What you should do
Extract every line in the listing below that contains the word "winter", and copy each one in full.

The records
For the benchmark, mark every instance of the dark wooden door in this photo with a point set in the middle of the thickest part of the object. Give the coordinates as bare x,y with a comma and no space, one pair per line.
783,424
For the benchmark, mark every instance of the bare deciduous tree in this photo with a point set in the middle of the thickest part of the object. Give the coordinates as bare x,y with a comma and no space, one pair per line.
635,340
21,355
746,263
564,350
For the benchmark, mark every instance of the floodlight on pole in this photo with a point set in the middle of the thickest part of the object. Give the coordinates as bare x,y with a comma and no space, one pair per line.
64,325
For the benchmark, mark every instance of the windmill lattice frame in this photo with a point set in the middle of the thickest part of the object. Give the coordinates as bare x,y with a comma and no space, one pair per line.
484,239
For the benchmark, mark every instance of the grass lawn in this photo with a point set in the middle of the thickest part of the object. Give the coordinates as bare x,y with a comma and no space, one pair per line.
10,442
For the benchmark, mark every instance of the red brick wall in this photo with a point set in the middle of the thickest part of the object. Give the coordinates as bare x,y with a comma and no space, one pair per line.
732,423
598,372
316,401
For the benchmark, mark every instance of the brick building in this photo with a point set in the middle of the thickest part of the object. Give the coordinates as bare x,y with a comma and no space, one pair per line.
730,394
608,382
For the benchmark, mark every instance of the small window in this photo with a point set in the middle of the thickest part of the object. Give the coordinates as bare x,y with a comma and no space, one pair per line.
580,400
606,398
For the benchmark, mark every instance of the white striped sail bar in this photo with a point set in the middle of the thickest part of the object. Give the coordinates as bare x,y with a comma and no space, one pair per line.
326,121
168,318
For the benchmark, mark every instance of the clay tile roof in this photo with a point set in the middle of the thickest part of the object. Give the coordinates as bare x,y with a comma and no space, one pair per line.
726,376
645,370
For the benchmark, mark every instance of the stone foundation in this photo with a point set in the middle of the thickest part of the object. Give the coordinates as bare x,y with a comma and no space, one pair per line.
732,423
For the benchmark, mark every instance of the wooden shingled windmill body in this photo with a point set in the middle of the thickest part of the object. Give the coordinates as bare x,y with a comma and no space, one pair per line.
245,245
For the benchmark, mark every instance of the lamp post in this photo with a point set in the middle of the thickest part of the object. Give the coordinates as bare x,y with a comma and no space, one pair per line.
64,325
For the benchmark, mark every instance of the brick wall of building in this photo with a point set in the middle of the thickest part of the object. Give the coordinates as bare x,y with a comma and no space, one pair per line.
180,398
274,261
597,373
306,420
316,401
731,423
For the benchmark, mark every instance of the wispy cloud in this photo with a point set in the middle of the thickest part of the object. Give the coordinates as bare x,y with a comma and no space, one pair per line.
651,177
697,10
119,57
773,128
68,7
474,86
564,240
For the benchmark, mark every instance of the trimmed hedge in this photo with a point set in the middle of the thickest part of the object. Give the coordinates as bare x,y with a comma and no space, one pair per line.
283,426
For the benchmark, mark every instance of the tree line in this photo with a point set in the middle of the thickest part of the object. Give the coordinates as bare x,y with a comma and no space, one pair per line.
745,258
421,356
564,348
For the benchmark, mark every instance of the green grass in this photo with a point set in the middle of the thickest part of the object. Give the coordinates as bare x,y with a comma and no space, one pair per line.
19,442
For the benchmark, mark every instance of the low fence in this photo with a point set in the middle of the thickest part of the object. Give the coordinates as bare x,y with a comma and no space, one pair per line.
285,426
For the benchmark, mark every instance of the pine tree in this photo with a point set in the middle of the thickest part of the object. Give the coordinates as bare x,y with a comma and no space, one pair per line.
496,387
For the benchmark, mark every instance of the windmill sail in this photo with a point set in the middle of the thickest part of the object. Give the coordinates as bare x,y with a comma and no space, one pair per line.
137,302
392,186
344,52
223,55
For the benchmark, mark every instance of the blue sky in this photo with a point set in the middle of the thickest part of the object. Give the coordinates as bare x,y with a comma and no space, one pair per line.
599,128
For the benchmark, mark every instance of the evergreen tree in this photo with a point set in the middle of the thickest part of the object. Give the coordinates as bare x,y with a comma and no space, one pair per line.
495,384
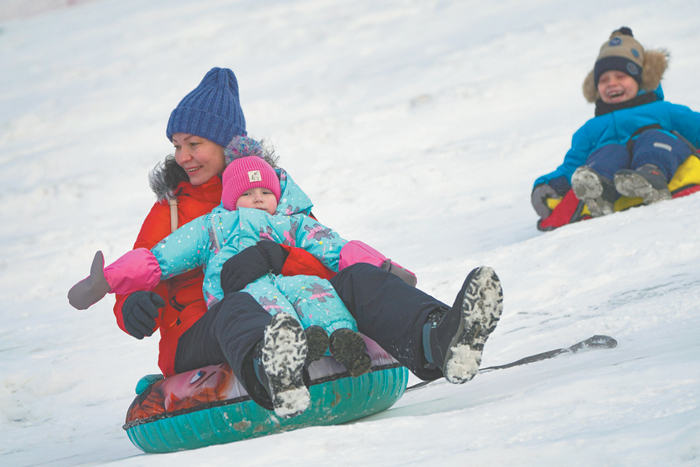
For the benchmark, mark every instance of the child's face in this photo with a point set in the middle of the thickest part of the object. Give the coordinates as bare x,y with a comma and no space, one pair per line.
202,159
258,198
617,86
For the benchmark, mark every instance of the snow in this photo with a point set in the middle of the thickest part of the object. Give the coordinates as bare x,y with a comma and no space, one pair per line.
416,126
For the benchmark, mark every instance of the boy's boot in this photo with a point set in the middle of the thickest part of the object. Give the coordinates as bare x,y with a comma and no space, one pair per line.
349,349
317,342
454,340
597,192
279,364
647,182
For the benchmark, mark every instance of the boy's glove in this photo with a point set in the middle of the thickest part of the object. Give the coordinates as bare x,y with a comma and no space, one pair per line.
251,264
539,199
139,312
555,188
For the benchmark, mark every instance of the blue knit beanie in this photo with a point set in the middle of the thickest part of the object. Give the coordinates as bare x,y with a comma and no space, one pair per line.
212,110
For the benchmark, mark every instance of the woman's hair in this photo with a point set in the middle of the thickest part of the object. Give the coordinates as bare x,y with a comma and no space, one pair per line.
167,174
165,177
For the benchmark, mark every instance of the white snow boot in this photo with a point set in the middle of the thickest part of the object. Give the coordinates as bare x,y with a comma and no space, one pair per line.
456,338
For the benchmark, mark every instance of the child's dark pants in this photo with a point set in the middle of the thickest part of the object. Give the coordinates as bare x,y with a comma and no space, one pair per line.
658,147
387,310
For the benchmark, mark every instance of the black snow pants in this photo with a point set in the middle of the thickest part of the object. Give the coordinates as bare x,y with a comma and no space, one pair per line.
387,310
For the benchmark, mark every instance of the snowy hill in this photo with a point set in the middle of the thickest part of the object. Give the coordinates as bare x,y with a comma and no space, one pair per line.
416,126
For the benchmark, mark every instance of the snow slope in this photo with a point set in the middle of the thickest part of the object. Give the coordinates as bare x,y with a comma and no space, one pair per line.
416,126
---
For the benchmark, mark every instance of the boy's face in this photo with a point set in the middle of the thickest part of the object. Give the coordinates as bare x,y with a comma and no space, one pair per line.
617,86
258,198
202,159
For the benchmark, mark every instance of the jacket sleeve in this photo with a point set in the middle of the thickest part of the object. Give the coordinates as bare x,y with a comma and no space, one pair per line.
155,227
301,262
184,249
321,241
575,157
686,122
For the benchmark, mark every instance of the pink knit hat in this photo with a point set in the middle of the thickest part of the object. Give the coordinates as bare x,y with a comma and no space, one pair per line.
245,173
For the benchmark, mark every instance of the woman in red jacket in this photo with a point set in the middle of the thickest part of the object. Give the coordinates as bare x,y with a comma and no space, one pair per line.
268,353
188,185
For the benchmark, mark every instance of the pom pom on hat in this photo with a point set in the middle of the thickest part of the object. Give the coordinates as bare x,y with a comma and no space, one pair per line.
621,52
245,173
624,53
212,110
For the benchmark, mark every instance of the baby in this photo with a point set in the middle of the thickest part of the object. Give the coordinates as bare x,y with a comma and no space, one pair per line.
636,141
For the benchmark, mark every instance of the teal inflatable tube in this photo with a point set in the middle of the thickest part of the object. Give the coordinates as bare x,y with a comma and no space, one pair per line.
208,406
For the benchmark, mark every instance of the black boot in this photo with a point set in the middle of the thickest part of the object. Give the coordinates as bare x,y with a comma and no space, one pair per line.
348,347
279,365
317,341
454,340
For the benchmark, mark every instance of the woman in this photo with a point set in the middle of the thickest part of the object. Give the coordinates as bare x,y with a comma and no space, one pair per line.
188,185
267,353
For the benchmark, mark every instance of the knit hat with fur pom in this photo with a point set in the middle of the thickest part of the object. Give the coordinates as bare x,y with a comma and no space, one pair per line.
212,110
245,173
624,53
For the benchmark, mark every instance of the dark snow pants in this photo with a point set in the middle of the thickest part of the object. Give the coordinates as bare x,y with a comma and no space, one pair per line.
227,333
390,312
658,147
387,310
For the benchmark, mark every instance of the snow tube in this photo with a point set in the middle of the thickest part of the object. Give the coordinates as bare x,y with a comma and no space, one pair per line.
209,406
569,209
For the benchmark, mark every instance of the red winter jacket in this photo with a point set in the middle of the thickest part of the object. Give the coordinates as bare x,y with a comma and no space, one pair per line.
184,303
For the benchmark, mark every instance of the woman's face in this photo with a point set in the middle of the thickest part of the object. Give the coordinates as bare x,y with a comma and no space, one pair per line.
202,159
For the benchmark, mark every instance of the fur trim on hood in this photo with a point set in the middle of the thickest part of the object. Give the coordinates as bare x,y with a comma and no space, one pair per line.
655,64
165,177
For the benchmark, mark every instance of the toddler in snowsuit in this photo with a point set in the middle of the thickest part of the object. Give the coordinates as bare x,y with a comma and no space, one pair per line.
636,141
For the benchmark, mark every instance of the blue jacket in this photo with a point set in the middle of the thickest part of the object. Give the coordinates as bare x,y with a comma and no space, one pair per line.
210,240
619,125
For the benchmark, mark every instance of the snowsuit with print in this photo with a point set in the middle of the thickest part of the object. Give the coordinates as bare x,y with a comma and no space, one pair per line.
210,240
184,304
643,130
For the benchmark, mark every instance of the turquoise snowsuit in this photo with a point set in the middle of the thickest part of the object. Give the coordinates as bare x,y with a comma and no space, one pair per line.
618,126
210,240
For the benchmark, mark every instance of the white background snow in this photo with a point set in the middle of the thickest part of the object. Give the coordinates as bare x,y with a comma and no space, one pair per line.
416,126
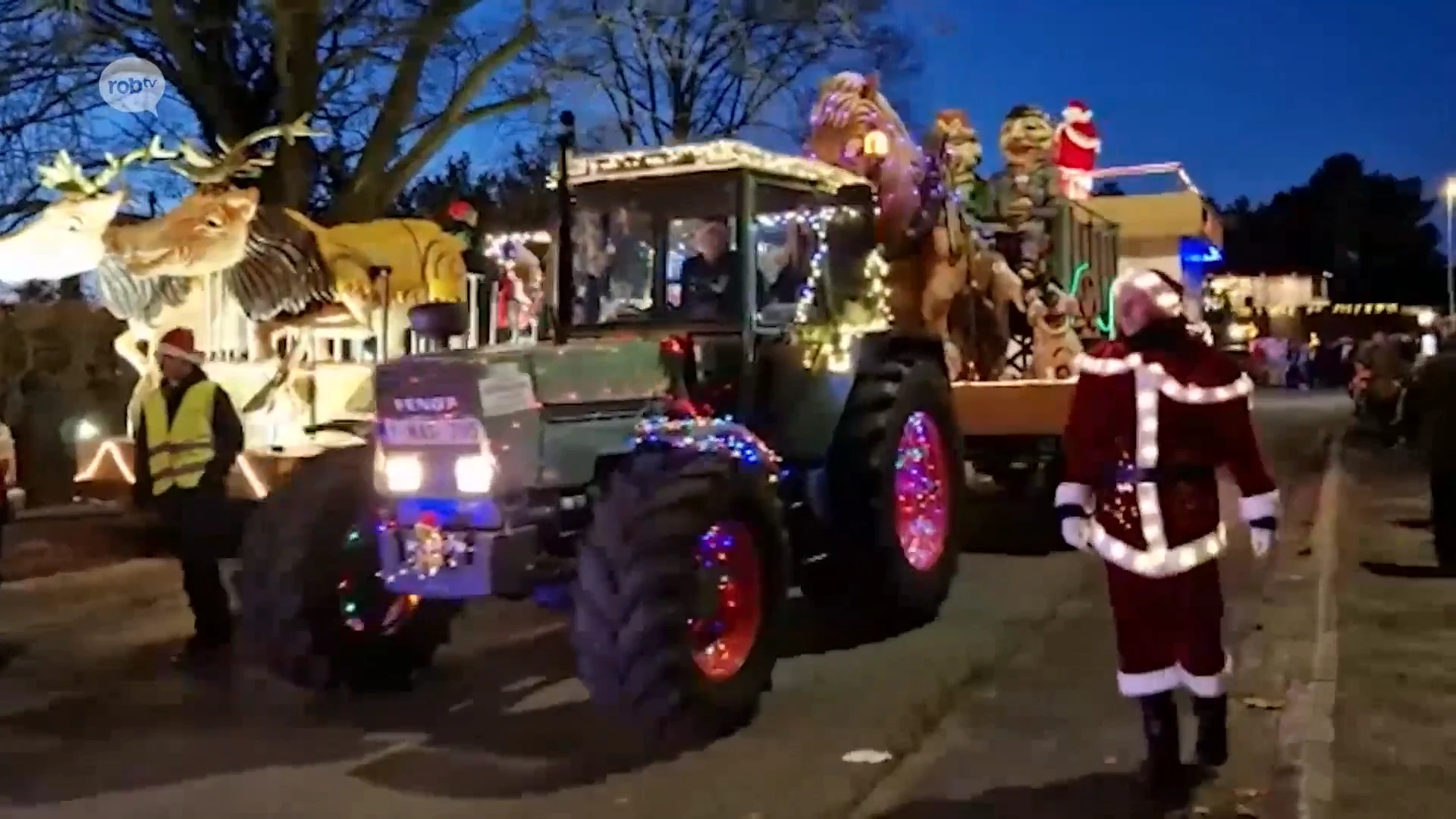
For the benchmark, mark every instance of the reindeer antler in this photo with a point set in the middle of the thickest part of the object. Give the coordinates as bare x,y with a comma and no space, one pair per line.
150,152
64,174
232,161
---
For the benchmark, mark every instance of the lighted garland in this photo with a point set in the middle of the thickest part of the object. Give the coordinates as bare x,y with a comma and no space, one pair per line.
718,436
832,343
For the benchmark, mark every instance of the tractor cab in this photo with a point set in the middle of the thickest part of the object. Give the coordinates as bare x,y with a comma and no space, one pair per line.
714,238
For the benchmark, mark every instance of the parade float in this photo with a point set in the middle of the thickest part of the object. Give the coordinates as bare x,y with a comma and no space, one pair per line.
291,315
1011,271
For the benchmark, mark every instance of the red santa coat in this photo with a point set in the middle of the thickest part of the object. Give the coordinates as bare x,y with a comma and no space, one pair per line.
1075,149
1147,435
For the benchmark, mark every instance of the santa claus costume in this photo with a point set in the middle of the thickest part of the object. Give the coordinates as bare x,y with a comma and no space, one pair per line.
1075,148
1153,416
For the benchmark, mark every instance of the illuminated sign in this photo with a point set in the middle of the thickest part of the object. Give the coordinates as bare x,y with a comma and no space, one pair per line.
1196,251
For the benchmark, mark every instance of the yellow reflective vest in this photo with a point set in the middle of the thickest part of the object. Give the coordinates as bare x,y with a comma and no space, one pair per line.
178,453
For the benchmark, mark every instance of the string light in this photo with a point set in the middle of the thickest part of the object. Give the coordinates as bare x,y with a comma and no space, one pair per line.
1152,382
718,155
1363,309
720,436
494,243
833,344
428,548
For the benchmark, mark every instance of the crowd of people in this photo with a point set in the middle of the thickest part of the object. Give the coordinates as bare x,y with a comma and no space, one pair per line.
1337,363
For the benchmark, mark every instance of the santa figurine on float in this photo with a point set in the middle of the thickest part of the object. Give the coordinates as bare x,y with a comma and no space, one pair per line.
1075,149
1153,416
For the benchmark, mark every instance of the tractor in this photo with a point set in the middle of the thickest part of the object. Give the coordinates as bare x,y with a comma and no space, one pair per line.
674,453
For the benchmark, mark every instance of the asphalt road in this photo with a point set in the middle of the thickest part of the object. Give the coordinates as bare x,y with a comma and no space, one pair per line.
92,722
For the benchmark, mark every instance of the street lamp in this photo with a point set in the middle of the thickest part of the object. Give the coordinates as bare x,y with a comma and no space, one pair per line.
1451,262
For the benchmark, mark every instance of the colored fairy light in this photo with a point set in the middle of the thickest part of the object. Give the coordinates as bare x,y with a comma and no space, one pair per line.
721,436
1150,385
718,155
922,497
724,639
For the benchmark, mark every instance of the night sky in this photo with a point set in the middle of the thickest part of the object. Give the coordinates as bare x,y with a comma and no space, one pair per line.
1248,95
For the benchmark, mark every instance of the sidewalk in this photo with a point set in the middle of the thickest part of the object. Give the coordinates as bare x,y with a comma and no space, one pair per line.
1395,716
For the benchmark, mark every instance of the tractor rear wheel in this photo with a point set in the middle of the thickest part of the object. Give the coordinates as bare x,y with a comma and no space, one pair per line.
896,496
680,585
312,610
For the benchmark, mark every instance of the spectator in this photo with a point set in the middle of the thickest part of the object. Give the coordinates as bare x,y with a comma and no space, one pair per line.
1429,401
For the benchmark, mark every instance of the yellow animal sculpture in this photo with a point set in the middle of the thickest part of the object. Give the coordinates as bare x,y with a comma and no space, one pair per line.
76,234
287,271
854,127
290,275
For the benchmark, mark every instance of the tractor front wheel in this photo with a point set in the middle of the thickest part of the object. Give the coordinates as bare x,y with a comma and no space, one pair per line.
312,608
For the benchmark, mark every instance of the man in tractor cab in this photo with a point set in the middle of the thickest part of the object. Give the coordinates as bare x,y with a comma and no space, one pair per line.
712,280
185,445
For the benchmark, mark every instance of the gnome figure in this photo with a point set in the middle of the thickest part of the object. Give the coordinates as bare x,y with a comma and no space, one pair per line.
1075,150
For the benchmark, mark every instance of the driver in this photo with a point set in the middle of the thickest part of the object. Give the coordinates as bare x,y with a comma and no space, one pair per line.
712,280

Response
For the benchmark, mark every instance of the red winter jacket in this photo with a point set in the middle of the thickest part of the object. Give the coordinates as bare x,y with a comma and no space, one pair per line.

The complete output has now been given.